[Start Information shown]

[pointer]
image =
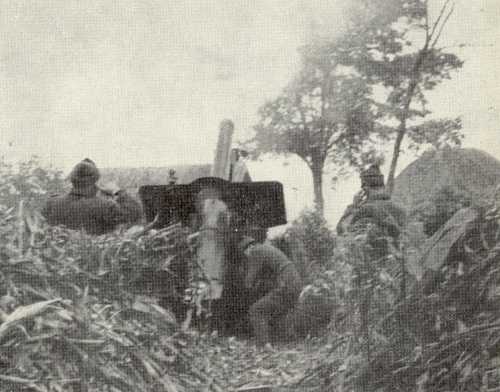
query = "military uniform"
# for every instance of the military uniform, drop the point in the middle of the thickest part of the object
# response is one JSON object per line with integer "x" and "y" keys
{"x": 83, "y": 209}
{"x": 268, "y": 266}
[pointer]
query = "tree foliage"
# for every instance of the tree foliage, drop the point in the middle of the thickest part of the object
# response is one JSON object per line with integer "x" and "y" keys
{"x": 324, "y": 116}
{"x": 396, "y": 46}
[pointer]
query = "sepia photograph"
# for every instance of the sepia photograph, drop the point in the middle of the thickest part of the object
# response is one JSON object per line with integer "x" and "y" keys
{"x": 250, "y": 196}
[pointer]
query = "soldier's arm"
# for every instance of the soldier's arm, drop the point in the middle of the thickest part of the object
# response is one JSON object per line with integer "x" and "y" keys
{"x": 254, "y": 266}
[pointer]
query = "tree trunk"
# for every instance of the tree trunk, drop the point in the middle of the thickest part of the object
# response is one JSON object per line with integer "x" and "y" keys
{"x": 319, "y": 201}
{"x": 395, "y": 156}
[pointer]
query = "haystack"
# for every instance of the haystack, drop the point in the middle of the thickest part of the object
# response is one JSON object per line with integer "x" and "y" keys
{"x": 471, "y": 170}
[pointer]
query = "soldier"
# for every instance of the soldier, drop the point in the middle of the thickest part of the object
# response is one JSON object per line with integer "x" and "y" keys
{"x": 84, "y": 208}
{"x": 375, "y": 206}
{"x": 269, "y": 270}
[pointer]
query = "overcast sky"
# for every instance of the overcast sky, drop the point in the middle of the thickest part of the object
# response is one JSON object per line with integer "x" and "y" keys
{"x": 146, "y": 83}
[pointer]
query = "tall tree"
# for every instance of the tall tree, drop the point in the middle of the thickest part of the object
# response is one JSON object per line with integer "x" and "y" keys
{"x": 396, "y": 45}
{"x": 323, "y": 116}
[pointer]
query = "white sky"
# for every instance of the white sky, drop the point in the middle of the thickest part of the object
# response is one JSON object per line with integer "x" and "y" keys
{"x": 139, "y": 83}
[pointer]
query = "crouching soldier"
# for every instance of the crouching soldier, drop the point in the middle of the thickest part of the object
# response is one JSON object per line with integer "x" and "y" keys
{"x": 268, "y": 266}
{"x": 84, "y": 208}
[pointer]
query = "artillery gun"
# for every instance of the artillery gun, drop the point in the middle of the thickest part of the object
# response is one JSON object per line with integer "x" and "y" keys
{"x": 214, "y": 207}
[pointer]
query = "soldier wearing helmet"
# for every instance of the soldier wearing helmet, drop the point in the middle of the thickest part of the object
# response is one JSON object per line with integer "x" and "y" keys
{"x": 268, "y": 266}
{"x": 85, "y": 208}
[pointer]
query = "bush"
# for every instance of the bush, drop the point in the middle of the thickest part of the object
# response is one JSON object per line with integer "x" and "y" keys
{"x": 30, "y": 182}
{"x": 315, "y": 237}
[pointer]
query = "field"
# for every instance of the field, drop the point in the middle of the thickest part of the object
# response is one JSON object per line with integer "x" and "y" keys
{"x": 76, "y": 317}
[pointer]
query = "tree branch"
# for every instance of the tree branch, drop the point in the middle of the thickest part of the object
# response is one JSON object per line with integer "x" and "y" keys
{"x": 440, "y": 16}
{"x": 443, "y": 25}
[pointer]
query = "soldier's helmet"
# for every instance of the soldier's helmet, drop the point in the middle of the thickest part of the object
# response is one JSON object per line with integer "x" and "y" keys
{"x": 85, "y": 173}
{"x": 372, "y": 177}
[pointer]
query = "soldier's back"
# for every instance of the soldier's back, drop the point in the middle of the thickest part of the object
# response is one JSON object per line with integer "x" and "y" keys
{"x": 95, "y": 215}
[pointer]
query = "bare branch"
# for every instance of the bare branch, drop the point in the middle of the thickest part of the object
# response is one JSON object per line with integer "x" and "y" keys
{"x": 443, "y": 25}
{"x": 427, "y": 21}
{"x": 438, "y": 20}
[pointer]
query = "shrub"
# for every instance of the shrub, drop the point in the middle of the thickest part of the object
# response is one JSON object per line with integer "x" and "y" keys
{"x": 28, "y": 181}
{"x": 311, "y": 232}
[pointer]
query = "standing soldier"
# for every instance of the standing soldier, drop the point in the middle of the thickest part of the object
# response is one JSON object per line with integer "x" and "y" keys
{"x": 84, "y": 209}
{"x": 377, "y": 207}
{"x": 268, "y": 267}
{"x": 373, "y": 205}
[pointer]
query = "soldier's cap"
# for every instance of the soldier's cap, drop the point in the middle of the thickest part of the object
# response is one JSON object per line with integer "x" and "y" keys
{"x": 85, "y": 173}
{"x": 372, "y": 177}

[End Information shown]

• Your objective: Write out the records above once more, word for word, with no pictures.

• Task response:
[pointer]
image =
query = "military uniform"
# for every instance of the military uniform, drop the point in the middle of the thickest part of the object
# response is one JSON object per line with integer "x" and "y" keys
{"x": 83, "y": 209}
{"x": 268, "y": 266}
[pointer]
query = "tree foliage"
# for every instance of the tree foliage, drop the point in the middle of the thickest part of the object
# response is one JSON object per line with integer "x" and "y" keys
{"x": 324, "y": 116}
{"x": 396, "y": 46}
[pointer]
query = "sepia photograph"
# for every instance of the sepia photograph, drop the point in the middle of the thickest part of the object
# response is one JSON object per line with integer "x" and "y" keys
{"x": 250, "y": 196}
[pointer]
query = "soldier's arm"
# for every instance of the soldier's arm, drop the point in the middle of the thickest part of the object
# response is one JSON object per line with integer "x" and "y" keys
{"x": 254, "y": 266}
[pointer]
query = "tree trunk"
# for every instance of the tree trunk, drop the point in the middle of the thickest part of the object
# response is one JSON object per line with integer "x" and "y" keys
{"x": 319, "y": 201}
{"x": 395, "y": 156}
[pointer]
query = "haystack"
# for every instance of the haystack, drop the point in the middle of the thickest part of the object
# response is one JSON object per line with integer "x" and "y" keys
{"x": 471, "y": 170}
[pointer]
query = "soldier"
# for every instance of the soldier, drop the point in the middle of the thickest part of the object
# response is one JSON object per line with integer "x" and "y" keys
{"x": 84, "y": 208}
{"x": 375, "y": 206}
{"x": 269, "y": 270}
[pointer]
query = "overcast sky"
# for every instance of the overcast sky, drop the point in the middle of the thickest part of the object
# response is one JSON object per line with integer "x" and "y" keys
{"x": 146, "y": 83}
[pointer]
query = "tall tree"
# for every instance of the tall tree, drop the point in the middle of the thickest part of the object
# response is one JSON object per line with integer "x" and "y" keys
{"x": 396, "y": 45}
{"x": 323, "y": 116}
[pointer]
query = "white sky"
# for every instance of the white sky, drop the point in the middle of the thickest part of the object
# response is one JSON object per line with integer "x" and "y" keys
{"x": 139, "y": 83}
[pointer]
query = "crouching soldier"
# for every instance of the crouching soldier, drop the point in the middle of the thickest part of the object
# response is one JSON object per line with integer "x" and "y" keys
{"x": 268, "y": 266}
{"x": 84, "y": 208}
[pointer]
query = "artillery gun"
# for every instance of the artillery gun, drop the point in the middle of the thickest part of the object
# response is one JSON object per line with integer "x" and "y" keys
{"x": 214, "y": 207}
[pointer]
query = "soldier wearing helmet"
# for every instance of the soldier wearing helmet, drop the point in the middle of the thickest part of the object
# response is one JSON object per line with integer "x" and "y" keys
{"x": 268, "y": 266}
{"x": 85, "y": 208}
[pointer]
query = "bush"
# for every instance of the bush, drop the point in the middle of the thickest part of the object
# response is one JSON object per line with integer "x" and "y" keys
{"x": 30, "y": 182}
{"x": 315, "y": 237}
[pointer]
query = "field"
# for every instance of the field, drop the point in the middle of the thickest part of the object
# response is one JSON object per line with integer "x" and "y" keys
{"x": 76, "y": 317}
[pointer]
query = "tree branch"
# for every instance of the tree branch, drop the point in the middle of the thickest part of the object
# response is one JSON object per line with integer "x" and "y" keys
{"x": 440, "y": 16}
{"x": 443, "y": 25}
[pointer]
query = "soldier's helmet"
# for every instance of the soldier's helmet, drop the point in the middle of the thickest part of the object
# response is one JSON object per line with integer "x" and "y" keys
{"x": 85, "y": 173}
{"x": 372, "y": 177}
[pointer]
query = "soldier's back"
# for every instance of the soldier's back, drop the point in the middle of the thickest part of the object
# response is one JSON object per line with integer "x" and "y" keys
{"x": 95, "y": 215}
[pointer]
query = "bare branch"
# for every instance of the bare branch, drop the point in the middle of the thickest part of the object
# response is one JSON object per line with integer "x" and "y" keys
{"x": 443, "y": 25}
{"x": 427, "y": 21}
{"x": 438, "y": 20}
[pointer]
query = "shrub"
# for every instance of the shrub, drop the point in the middle of the thickest part of the object
# response is one JSON object per line with integer "x" and "y" keys
{"x": 28, "y": 181}
{"x": 311, "y": 232}
[pointer]
query = "standing soldier"
# for every instance of the standing soldier, drop the point in the middle of the thickest part of the object
# response is one JSON object per line with integer "x" and "y" keys
{"x": 84, "y": 209}
{"x": 377, "y": 207}
{"x": 268, "y": 267}
{"x": 373, "y": 205}
[pointer]
query = "soldier's cap"
# for every instance of the soldier's cap, drop the point in the middle of the thickest part of the object
# response is one JSON object per line with integer "x" and "y" keys
{"x": 85, "y": 173}
{"x": 372, "y": 177}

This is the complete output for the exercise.